-------- Material provided

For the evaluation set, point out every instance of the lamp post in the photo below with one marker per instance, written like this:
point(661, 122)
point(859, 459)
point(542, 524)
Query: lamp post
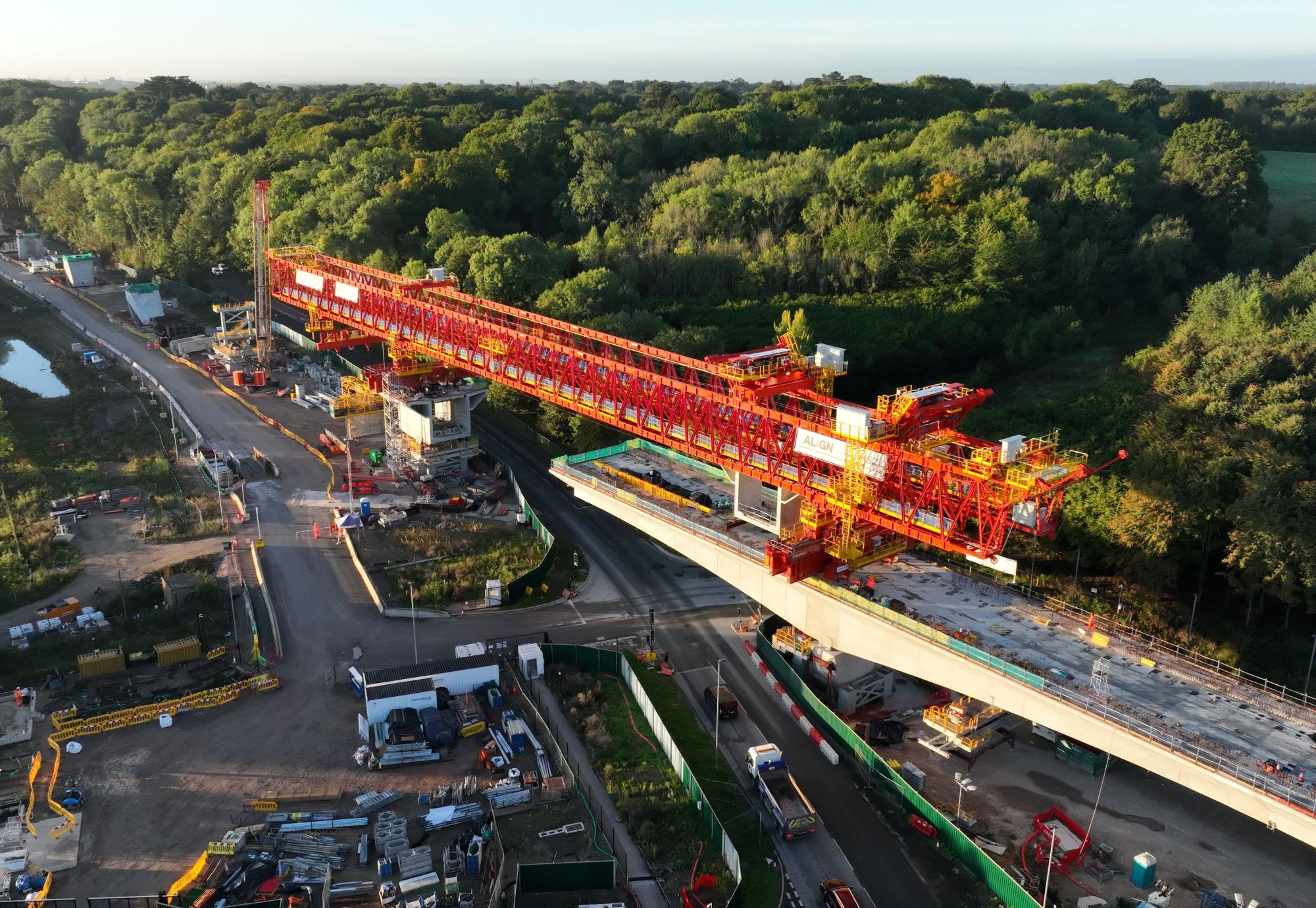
point(965, 785)
point(415, 651)
point(718, 706)
point(1051, 857)
point(1307, 686)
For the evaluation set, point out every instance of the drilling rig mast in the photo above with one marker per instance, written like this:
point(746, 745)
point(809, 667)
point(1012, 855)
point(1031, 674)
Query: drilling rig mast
point(261, 273)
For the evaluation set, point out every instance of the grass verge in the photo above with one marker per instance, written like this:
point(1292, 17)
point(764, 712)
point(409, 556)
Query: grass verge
point(760, 884)
point(651, 801)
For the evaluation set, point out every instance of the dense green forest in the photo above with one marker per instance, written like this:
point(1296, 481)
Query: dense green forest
point(939, 230)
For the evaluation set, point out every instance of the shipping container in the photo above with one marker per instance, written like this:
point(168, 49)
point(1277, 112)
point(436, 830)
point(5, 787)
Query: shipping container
point(60, 610)
point(178, 651)
point(101, 663)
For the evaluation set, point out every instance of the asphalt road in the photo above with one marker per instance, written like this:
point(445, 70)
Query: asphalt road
point(324, 615)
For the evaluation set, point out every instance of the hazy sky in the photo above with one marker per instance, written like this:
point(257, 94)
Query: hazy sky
point(402, 41)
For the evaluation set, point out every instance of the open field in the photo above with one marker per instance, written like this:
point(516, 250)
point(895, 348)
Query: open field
point(1292, 178)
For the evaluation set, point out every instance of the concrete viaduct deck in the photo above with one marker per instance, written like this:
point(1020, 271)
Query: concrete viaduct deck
point(1156, 742)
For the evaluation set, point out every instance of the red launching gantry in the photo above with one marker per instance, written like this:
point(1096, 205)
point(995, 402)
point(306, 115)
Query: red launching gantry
point(868, 480)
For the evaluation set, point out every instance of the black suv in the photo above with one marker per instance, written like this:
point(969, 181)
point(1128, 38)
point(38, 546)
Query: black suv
point(722, 699)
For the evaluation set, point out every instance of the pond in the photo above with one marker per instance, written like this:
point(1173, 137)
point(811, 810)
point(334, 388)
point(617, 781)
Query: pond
point(28, 369)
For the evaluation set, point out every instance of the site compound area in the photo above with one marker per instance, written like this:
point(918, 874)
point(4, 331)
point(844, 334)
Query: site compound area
point(768, 644)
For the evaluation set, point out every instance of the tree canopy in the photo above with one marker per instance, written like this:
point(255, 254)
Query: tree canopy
point(938, 230)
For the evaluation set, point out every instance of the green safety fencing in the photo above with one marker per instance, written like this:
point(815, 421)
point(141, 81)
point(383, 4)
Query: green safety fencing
point(613, 663)
point(188, 294)
point(565, 877)
point(640, 444)
point(997, 664)
point(307, 344)
point(886, 781)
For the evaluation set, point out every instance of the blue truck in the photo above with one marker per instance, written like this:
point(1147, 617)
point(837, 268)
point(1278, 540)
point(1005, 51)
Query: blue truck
point(785, 801)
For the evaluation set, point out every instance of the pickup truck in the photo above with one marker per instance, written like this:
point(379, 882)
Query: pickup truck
point(789, 806)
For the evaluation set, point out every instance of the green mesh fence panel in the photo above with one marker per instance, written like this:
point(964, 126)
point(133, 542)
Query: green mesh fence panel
point(882, 777)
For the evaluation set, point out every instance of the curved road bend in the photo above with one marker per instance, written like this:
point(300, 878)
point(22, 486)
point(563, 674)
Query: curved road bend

----------------

* [Given instruction]
Repeat all of the rows above word for word, but leave out the pictures.

* [Expected output]
For the evaluation set, point out every instance of the lamp post in the photo below with one marker per instance, written like this:
point(661, 122)
point(859, 459)
point(542, 524)
Query: lamp post
point(965, 785)
point(415, 651)
point(718, 706)
point(1051, 857)
point(1307, 686)
For the evaluation set, point out every instance of the drilling rig mast in the photo above with one marker per instance, written like this:
point(746, 745)
point(809, 667)
point(1012, 855)
point(1031, 674)
Query: drilling rig mast
point(261, 273)
For the evaluation set, point out every instance of the grass verge in the photo above with one marker per instance, written like this:
point(1292, 17)
point(764, 712)
point(409, 556)
Query: grass verge
point(760, 884)
point(651, 801)
For the evaluation set, point out every instance of the dense green forest in the photo above with one marker per instance, written like this:
point(1296, 481)
Query: dense green forest
point(939, 230)
For the evaluation set, point out every instance of the shipping container in the photo above with one marker per instance, written like this:
point(168, 49)
point(1277, 112)
point(436, 830)
point(5, 787)
Query: shipping container
point(60, 610)
point(178, 651)
point(101, 663)
For the evaluation set, point out every instance of the asphalt road in the photo above with one marker per instance, written like this:
point(445, 70)
Query: asphalt road
point(324, 615)
For the evaluation set, point out every instance of the hazy sky in the photo above with one marker per instance, written like this:
point(257, 94)
Query: hazy sky
point(402, 41)
For the evaluation set, point out every instance of the open field in the photo above with one marker per instance, written like this:
point(516, 250)
point(895, 348)
Query: open field
point(1292, 178)
For the evaluation set, point out every instance of the concrete viaduct deck in the photo above with one marker per instance, written like this:
point(1020, 271)
Query: concrete viaduct deck
point(1156, 742)
For the evaluation set, point out every instance of the red launching gantry in the photo above with one marker per instance, written like this:
point(1096, 205)
point(995, 402)
point(306, 115)
Query: red launching gantry
point(868, 480)
For the evaluation set, point out every instance of the black suv in the photo above with one marker per instance, written like this:
point(969, 181)
point(1128, 38)
point(38, 546)
Query: black suv
point(722, 699)
For the evaluation set, point out every instance of the pond in the photo above with one marker per instance, written like this:
point(1173, 137)
point(811, 810)
point(334, 388)
point(617, 781)
Query: pond
point(28, 369)
For the evaluation set, point out every instance of the site compound area in the photo above with one marker per instance, written like this:
point(918, 874)
point(4, 331)
point(844, 334)
Query: site compound area
point(768, 644)
For the evaluation set, point out every instance of the tree canopy in the photo above with one marker per instance, written like this:
point(255, 254)
Query: tree canopy
point(938, 230)
For the evaluation set, point out every instance of the green safety fencing in the photo above with one marker per instance, written like this:
point(815, 421)
point(141, 81)
point(383, 4)
Query: green safety fencing
point(613, 663)
point(188, 294)
point(565, 877)
point(640, 444)
point(997, 664)
point(307, 344)
point(886, 781)
For the evaluation set, point out every instance of the blue truck in the photo above with one marker per instance, written like this:
point(1147, 617)
point(837, 268)
point(1278, 540)
point(1005, 51)
Query: blue truck
point(785, 801)
For the evaluation set, point out every instance of the pickup truck in the photo above with one marker per instance, written like this:
point(379, 882)
Query: pickup truck
point(789, 806)
For the evaluation set, point out every instance of the green mesh fence panel in the photo above with one marker per instance, written like this:
point(964, 126)
point(133, 542)
Query: green mesh fence panel
point(882, 777)
For the evaluation set, point out every instance of the curved road bend in the photo above with one marker per instance, written like this:
point(300, 878)
point(22, 486)
point(563, 674)
Query: curved road bend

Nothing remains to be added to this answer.